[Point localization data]

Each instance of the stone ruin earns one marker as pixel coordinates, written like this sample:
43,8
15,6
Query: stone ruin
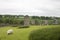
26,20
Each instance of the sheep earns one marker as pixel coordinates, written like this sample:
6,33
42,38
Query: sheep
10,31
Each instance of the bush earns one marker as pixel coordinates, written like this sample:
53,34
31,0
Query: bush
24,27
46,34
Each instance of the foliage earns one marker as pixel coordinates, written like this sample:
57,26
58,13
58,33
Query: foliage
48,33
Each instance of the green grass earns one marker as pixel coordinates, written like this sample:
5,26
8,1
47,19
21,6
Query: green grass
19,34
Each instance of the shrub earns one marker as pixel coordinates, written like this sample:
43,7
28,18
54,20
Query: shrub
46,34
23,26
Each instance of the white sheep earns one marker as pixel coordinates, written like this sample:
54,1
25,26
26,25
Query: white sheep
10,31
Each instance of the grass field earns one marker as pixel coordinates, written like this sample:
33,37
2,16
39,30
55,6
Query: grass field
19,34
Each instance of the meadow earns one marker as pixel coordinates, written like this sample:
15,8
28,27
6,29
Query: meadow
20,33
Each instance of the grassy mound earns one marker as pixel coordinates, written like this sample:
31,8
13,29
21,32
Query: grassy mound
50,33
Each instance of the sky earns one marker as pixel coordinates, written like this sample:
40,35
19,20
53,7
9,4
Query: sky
...
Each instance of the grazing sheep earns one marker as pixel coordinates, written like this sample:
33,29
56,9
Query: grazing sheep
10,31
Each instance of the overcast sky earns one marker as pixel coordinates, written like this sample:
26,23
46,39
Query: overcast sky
* * *
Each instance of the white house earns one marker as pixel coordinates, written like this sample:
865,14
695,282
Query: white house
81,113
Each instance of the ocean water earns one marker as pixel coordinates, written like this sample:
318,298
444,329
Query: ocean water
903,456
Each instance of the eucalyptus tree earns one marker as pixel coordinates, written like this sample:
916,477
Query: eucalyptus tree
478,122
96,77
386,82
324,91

> WORK INSTRUCTION: From the records above, copy out the line with "Query: sheep", the line with "Each instance of the sky", and every line between them, word for word.

> ANSWER TO THE PROBLEM:
Query: sheep
10,31
Each instance of the bush earns one marker as pixel coordinates, written like this sample:
53,34
31,0
Query: bush
24,27
46,34
Each instance of the foliage earns one marker as pixel coordinates, written like this sample:
57,26
58,13
58,33
Query: foliage
48,33
Each instance of the green grass earns one marker as pixel coordinates, written like this sample:
5,26
8,1
47,19
21,6
Query: green grass
19,34
Each instance of the shrub earns one marker as pixel coordinates, written like this sample:
43,7
28,18
54,20
Query: shrub
46,34
23,26
Each instance of the white sheep earns one marker as pixel coordinates, written like this sample:
54,1
25,26
26,25
Query: white sheep
10,31
Each instance of the grass field earns one marker as pixel coordinates, written like this sample:
33,37
2,16
39,30
55,6
Query: grass field
19,34
Each instance of the meadow earns one marker as pixel coordinates, written like this sample:
15,8
28,27
6,29
Query: meadow
20,33
Each instance of the grassy mound earns one marker as pixel coordinates, written like this sample:
31,8
13,29
21,32
Query: grassy mound
50,33
Each instance of the sky earns one marker as pixel coordinates, written like this sample:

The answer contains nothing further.